• **Fragmento**
»»
La dimensión de la matanza es tan espantosa que poco después
el gobierno de William Clinton suspende la relación militar
con Indonesia. El experto en inteligencia declarará
posteriormente que no estaba enterado de la muerte de
civiles en la iglesia de Liquiça.
Este pequeño
“desliz” de una década atrás no afectó en nada la
reciente designación de Blair. Para Washington,
aparentemente, no fue más que un poco de “limpieza étnica”
en un lejano archipiélago asiático.
Un año
antes de la masacre en Timor Oriental, el 21 de mayo de
1998, la reportera Elisabetta Piqué, enviada especial del
diario argentino La Nación a Yakarta, capital de Indonesia,
describe así al genocida, que entonces tiene 51 años de
edad: “Wiranto es considerado un moderado que siempre apoyó
al presidente, pero que en estos días demostró ser una
persona permeable y abierta al diálogo con la oposición.
««
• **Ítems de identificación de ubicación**
»»
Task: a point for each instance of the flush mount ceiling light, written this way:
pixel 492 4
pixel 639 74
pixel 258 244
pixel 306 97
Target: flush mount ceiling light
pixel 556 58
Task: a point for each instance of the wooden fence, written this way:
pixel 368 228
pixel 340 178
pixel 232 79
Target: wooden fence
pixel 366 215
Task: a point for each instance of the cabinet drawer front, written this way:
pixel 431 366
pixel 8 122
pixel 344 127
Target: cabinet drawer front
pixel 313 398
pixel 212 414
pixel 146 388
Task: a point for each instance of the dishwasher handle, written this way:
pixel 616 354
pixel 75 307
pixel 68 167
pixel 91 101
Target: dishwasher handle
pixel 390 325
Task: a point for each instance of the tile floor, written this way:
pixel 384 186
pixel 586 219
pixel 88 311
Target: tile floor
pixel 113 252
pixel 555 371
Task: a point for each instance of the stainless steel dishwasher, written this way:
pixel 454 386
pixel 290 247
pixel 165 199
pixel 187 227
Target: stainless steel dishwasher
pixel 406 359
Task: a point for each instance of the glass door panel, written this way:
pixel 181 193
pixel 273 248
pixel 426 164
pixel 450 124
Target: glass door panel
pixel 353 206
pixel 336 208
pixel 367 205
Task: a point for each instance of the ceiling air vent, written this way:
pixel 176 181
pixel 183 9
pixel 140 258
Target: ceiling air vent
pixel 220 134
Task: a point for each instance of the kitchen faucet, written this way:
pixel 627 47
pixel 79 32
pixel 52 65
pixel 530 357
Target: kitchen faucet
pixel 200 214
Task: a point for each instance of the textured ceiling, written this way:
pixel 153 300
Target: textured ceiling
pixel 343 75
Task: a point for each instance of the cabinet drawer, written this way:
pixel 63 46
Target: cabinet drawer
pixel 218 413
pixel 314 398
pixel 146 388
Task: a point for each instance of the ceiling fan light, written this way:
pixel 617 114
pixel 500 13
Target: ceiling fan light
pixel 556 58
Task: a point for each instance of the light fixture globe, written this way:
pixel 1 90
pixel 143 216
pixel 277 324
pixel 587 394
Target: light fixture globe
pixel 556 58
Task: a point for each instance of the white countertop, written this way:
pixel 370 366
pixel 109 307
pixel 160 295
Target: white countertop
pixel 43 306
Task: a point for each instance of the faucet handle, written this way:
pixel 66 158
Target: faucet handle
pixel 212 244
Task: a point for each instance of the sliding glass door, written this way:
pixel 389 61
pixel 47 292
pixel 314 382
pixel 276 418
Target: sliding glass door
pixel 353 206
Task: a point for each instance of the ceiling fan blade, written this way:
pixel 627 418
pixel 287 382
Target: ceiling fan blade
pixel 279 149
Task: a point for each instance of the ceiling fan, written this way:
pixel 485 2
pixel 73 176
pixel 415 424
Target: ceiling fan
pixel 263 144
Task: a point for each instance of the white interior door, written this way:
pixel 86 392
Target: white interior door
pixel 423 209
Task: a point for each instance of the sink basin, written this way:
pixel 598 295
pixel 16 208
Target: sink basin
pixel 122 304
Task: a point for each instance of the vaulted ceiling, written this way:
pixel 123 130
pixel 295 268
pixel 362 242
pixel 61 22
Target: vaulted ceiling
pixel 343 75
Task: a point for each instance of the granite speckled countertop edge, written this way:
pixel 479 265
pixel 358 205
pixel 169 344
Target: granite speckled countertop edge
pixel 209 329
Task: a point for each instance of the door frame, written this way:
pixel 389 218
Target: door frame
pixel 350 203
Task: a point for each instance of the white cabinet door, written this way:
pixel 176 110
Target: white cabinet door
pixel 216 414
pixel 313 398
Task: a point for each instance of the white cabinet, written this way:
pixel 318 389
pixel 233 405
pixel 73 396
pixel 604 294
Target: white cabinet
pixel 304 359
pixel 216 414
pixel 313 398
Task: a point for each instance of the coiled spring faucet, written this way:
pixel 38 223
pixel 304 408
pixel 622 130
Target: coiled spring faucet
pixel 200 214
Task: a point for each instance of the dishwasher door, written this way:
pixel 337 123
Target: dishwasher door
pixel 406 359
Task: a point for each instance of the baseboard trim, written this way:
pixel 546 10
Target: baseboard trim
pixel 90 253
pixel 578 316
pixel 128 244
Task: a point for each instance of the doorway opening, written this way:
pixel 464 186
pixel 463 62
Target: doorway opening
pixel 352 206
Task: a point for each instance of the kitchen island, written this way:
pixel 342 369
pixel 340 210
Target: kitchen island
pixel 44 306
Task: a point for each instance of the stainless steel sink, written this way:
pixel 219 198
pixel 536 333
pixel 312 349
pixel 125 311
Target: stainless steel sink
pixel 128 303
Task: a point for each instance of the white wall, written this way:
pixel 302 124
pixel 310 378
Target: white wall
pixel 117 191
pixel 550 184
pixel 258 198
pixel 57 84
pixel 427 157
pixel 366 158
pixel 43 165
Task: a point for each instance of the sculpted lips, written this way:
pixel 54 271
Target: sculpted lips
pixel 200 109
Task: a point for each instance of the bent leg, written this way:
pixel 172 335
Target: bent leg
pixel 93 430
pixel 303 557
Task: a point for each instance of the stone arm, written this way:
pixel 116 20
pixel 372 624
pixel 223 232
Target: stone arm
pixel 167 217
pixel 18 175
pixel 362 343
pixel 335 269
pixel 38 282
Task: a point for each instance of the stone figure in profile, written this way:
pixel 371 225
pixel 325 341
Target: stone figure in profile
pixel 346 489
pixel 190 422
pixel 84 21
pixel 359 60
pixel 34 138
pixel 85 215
««
• **Completa lo siguiente**
**A.** Responde a partir del fragmento sobre Timor Oriental:
(i) ¿Qué medida tomó el gobierno de William Clinton poco después de la matanza?
(ii) ¿Para qué diario trabajaba Elisabetta Piqué como enviada especial?
(iii) ¿Qué edad tenía Wiranto cuando la reportera lo describió?
**B.** Según el fragmento sobre Timor Oriental, ¿por qué el gobierno de William Clinton suspendió la relación militar con Indonesia?
**C.** Retoma el fragmento sobre Timor Oriental y prosigue el texto a partir de su última oración.
Las filas no guardan relación con el fragmento sobre Timor Oriental.

• **Respuestas por tarea**
**A.**
(i) Suspendió la relación militar con Indonesia.
(ii) Para el diario argentino La Nación.
(iii) Tenía 51 años.

**B.** La suspendió porque la dimensión de la matanza fue tan espantosa.

**C.**
Su nombre es el que más se menciona al hablar de un futuro
nuevo presidente de Indonesia”.
Las
predicciones políticas no figuran entre las virtudes de la
reportera de La Nación. El ex militar, efectivamente, se
postula como candidato en las elecciones de 2004 y obtiene
el tercer lugar, con apenas 22 por ciento de los votos.
Durante la campaña presenta como cantante un disco con
empalagosas baladas, titulado románticamente “Para ti,
Indonesia mía”.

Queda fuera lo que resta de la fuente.